### [Supplied text]

══════════

UNETMAC collected samples from 50 paint containers to test for lead content. Samples were prepared in Uganda and sent to the US for analysis. Out of the eight brands of the paint samples tested, three brands were found to contain significant concentrations of lead. Additionally, 1,000 fact sheets about lead in paint were prepared, produced, and disseminated at a press conference and later at a workshop of the National Environment Management Authority.
Awareness-raising and Education
In this project, Resource Centre Leskovac sought to understand the level of community knowledge about toxic chemicals in toys, and also tested specific toys for toxic ingredients. Research was therefore done with 150 health workers/parents (with children from 2 -12 years of age) in health institutions in four local communities to determine their awareness. Next, four groups of toys, divided by materials (metal, plastic, wood and rubber) were tested for heavy metals, phthalates and formaldehyde chemicals.
Continuing their work on mercury-related harms, Eco-Sense turned their attention to Veles, a city awash in mercury contamination (and other heavy metals) stemming from a now-defunct zinc smelter. Noting that the Veles smelter is often nicknamed the “Macedonian Chernobyl”, Eco-sense is committed to raising greater awareness in this heavily polluted area.
Waste in municipal landfills in six industrial cities was thoroughly analyzed by the NGO Ruzgar to check for mercury contamination. The results of this exploration showed that medical wastes and fluorescent light bulbs containing mercury are mixed in with other waste. In the case of Sumgait landfill, mercury levels were found to exceed relevant standards due to disposal of mercury-containing waste with municipal waste.
In this project, Ukrainian NGO MAMA-86-Kharkov researched the country situation as regards to mercury (its use, relevant laws, environmental and health hazards, etc.), and shared their findings at a conference they convened: "Chemical education in the context of chemical safety: the problem and prospects." During this conference, the seminar "Problems and prospects for the national implementation of the Strategic Approach to International Chemicals Management (SAICM)” took place.

══════════

### [Provided information]
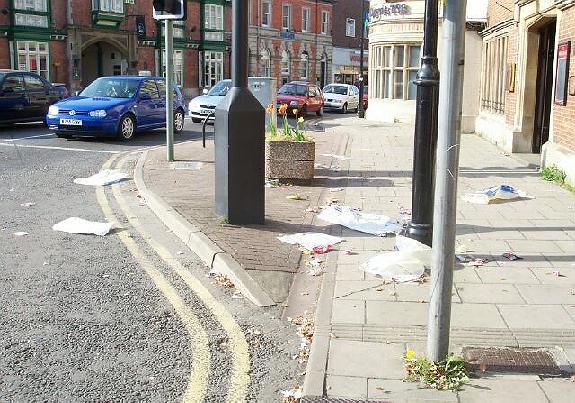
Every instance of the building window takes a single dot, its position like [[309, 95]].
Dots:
[[286, 17], [285, 64], [350, 27], [493, 74], [33, 56], [213, 68], [394, 67], [266, 13], [266, 63], [304, 66], [324, 22], [110, 6], [178, 66], [305, 19]]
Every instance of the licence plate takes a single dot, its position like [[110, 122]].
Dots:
[[71, 122]]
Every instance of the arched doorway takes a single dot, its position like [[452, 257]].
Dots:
[[102, 59]]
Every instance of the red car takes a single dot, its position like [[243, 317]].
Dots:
[[301, 95]]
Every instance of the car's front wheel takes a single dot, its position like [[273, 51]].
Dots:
[[127, 127], [178, 121]]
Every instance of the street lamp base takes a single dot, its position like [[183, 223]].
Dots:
[[420, 232]]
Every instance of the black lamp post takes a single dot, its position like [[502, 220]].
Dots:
[[425, 143], [360, 109], [240, 137]]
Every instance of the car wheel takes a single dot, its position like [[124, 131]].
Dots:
[[127, 127], [178, 121]]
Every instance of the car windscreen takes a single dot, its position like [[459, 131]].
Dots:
[[111, 88], [335, 89], [293, 89], [220, 89]]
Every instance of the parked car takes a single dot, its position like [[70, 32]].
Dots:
[[304, 96], [341, 97], [26, 97], [116, 106], [203, 105]]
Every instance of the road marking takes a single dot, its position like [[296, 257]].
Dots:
[[30, 137], [238, 346], [199, 343], [59, 148]]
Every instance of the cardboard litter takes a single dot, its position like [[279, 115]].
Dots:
[[407, 263], [362, 222], [75, 225], [310, 240], [102, 178]]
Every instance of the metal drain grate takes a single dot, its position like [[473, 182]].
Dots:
[[319, 399], [523, 360]]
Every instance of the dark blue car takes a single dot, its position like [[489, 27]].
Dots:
[[117, 106]]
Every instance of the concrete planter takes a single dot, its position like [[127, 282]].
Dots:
[[290, 159]]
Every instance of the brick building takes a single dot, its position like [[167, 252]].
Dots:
[[75, 41], [348, 22], [291, 39], [528, 79]]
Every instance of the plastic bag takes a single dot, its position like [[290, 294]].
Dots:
[[407, 263], [501, 192], [362, 222], [311, 240]]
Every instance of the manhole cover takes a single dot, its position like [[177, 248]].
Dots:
[[318, 399], [524, 360]]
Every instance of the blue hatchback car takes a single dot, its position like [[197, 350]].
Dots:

══════════

### [Requirement 1]
In the project summaries, how many health workers/parents did Resource Centre Leskovac survey about toxic chemicals in toys?
### [Requirement 2]
Set down the passage of the project summaries from "UNETMAC collected samples" up to and including "Environment Management Authority.", word for word.
### [Requirement 3]
Rewrite the paragraph of the project summaries that begins "Waste in municipal landfills" as a short bulleted list, keeping its main facts.
The material has no connection to the project summaries.

### [Solution 1]
150 health workers/parents.

### [Solution 2]
UNETMAC collected samples from 50 paint containers to test for lead content. Samples were prepared in Uganda and sent to the US for analysis. Out of the eight brands of the paint samples tested, three brands were found to contain significant concentrations of lead. Additionally, 1,000 fact sheets about lead in paint were prepared, produced, and disseminated at a press conference and later at a workshop of the National Environment Management Authority.

### [Solution 3]
- The NGO Ruzgar analyzed waste in municipal landfills in six industrial cities for mercury contamination.
- Medical wastes and mercury-containing fluorescent light bulbs were found mixed in with other waste.
- At Sumgait landfill, mercury levels exceeded relevant standards because mercury-containing waste was disposed of with municipal waste.